**Stored records:**
************

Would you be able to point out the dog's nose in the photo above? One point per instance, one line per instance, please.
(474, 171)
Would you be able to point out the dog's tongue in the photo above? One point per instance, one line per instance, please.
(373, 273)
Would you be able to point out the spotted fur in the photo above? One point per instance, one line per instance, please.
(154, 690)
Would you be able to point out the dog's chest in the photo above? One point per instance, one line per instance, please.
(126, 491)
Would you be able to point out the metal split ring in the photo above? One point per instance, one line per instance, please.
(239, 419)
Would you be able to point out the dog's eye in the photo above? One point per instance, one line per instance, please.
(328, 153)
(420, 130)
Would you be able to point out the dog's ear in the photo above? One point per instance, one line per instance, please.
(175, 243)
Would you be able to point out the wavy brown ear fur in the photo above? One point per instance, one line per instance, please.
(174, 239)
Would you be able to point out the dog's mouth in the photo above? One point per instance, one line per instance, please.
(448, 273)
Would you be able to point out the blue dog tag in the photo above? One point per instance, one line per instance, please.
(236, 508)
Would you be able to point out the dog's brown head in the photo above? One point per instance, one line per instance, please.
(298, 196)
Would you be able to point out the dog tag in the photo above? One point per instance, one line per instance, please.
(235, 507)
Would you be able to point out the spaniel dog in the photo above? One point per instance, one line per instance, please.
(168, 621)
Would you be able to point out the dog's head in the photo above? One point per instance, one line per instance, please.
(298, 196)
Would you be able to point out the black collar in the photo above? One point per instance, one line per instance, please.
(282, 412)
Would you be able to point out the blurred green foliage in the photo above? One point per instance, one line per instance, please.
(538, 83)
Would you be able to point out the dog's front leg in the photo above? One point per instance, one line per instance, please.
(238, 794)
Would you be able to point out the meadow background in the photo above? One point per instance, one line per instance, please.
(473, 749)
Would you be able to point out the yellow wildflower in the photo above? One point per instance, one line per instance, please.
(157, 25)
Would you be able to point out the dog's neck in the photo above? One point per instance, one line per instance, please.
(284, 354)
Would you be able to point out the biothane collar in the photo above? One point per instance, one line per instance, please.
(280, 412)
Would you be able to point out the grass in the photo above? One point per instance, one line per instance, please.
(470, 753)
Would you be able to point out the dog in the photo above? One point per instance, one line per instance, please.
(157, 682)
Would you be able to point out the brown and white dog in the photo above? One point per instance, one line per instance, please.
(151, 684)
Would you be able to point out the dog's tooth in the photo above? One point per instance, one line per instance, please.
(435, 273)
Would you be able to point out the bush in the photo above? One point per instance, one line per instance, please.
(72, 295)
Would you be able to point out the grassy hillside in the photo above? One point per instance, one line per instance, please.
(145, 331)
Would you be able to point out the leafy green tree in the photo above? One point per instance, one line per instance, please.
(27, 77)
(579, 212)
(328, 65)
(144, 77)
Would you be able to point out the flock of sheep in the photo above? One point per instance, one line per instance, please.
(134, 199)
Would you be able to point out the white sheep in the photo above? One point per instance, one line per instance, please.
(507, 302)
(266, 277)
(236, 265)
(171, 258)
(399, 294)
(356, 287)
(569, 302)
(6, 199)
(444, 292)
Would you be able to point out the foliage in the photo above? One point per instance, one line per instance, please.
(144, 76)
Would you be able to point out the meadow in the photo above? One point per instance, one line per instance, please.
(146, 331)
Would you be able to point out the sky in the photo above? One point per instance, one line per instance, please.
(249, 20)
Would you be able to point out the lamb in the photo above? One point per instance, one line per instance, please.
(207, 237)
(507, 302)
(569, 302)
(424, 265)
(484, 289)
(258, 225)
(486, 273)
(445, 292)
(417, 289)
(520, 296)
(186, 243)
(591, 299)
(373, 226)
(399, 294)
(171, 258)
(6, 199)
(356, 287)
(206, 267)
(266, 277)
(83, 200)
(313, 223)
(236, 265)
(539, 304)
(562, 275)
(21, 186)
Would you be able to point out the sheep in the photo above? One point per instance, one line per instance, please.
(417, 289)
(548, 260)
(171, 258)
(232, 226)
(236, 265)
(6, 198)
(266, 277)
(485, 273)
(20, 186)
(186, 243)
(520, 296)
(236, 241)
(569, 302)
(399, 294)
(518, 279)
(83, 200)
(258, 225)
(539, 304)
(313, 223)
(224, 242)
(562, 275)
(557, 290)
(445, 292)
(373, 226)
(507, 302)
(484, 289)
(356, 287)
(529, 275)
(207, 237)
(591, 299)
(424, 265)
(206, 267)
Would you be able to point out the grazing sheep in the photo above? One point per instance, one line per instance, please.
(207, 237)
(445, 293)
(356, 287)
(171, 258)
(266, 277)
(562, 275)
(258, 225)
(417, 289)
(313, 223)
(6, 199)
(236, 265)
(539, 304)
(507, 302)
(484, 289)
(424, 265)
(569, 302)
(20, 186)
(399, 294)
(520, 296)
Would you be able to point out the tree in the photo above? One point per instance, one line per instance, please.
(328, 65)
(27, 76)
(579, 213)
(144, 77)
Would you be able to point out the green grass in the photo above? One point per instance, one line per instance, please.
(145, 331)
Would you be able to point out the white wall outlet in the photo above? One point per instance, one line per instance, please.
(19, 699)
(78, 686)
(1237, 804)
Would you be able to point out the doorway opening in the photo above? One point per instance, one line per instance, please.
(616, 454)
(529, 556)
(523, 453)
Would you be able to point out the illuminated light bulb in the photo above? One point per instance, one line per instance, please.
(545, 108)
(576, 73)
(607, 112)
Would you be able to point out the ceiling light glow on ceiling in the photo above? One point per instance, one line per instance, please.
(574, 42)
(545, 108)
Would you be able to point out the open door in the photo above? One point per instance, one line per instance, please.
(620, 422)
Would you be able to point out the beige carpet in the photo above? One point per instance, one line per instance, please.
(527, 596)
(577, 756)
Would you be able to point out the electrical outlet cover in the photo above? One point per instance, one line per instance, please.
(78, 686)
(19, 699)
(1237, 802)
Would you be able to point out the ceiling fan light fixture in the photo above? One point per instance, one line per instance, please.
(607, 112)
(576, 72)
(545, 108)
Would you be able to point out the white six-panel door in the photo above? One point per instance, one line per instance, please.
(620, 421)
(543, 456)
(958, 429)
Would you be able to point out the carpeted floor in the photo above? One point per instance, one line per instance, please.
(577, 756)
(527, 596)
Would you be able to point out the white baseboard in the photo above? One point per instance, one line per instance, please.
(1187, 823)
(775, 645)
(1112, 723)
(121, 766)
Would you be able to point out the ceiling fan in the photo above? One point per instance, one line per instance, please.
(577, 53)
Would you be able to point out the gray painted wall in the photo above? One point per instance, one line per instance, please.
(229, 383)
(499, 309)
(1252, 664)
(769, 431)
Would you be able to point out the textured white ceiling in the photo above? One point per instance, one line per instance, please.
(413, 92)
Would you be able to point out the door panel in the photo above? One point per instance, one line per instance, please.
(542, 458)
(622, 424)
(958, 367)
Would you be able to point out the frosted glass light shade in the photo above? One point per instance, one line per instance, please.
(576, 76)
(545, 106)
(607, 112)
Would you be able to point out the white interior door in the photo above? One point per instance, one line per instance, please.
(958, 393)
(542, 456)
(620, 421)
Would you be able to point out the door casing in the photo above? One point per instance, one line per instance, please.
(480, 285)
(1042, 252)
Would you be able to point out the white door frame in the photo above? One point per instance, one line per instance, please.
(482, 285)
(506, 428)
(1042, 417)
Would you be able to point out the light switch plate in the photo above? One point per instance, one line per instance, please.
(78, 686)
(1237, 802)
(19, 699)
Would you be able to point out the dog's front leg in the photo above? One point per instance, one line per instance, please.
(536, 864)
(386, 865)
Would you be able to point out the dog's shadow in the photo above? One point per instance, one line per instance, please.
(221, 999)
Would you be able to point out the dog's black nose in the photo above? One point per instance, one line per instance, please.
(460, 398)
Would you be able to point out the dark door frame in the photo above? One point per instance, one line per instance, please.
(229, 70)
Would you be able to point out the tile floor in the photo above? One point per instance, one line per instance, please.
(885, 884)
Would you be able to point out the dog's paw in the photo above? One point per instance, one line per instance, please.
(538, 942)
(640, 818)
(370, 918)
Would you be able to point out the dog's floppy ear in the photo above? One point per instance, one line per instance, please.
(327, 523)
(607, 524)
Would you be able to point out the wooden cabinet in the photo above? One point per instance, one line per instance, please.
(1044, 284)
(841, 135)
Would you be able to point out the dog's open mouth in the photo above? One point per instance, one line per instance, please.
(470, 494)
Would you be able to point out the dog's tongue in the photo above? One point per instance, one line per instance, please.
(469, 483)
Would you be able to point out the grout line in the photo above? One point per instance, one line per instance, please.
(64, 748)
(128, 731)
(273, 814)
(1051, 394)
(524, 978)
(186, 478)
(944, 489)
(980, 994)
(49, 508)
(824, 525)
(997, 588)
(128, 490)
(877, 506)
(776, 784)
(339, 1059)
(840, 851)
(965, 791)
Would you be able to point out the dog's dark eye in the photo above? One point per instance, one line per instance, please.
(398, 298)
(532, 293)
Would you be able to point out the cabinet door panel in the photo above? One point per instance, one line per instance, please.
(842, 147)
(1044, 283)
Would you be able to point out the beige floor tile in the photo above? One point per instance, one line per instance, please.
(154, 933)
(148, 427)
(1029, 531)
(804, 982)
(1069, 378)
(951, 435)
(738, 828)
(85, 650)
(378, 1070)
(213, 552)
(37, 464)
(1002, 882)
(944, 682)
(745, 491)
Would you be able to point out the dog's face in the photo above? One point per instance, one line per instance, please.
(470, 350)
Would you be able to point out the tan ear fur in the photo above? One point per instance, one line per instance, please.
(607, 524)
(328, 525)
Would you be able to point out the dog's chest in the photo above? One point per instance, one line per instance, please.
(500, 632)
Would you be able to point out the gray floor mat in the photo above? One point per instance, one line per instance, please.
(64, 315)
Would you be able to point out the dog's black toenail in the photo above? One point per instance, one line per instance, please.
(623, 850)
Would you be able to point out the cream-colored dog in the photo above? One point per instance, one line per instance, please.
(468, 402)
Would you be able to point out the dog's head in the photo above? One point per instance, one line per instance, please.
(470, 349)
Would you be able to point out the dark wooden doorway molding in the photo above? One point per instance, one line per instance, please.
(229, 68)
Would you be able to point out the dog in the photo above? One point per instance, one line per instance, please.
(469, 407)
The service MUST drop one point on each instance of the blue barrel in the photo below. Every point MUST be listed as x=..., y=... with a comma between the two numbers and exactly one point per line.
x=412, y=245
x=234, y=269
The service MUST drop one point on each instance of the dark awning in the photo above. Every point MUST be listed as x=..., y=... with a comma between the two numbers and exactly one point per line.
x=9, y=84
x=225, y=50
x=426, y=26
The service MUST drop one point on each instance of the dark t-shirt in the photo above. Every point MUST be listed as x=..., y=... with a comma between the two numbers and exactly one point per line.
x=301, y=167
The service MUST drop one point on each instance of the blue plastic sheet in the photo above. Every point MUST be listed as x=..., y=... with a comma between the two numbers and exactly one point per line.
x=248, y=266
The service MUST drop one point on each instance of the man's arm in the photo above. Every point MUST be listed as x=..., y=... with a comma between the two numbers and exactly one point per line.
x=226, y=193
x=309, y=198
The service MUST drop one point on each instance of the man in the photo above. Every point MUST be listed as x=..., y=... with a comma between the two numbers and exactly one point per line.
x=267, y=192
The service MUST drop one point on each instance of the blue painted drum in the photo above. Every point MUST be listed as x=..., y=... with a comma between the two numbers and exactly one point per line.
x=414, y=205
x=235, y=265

************

**Aim:**
Rewrite the data from the line that contains "of the man in" through the end of the data, changing "drum" to "barrel" and leaving everything else the same.

**Problem solution:**
The service MUST drop one point on each instance of the man in the photo above. Every point MUST be listed as x=..., y=... with a comma between the two numbers and exactly one point per line.
x=267, y=192
The service MUST drop one point on each instance of the blue painted barrel in the photo above. Every point MUST be listed as x=..., y=... with a comma between the two numbers and exactly one point per line.
x=414, y=205
x=235, y=265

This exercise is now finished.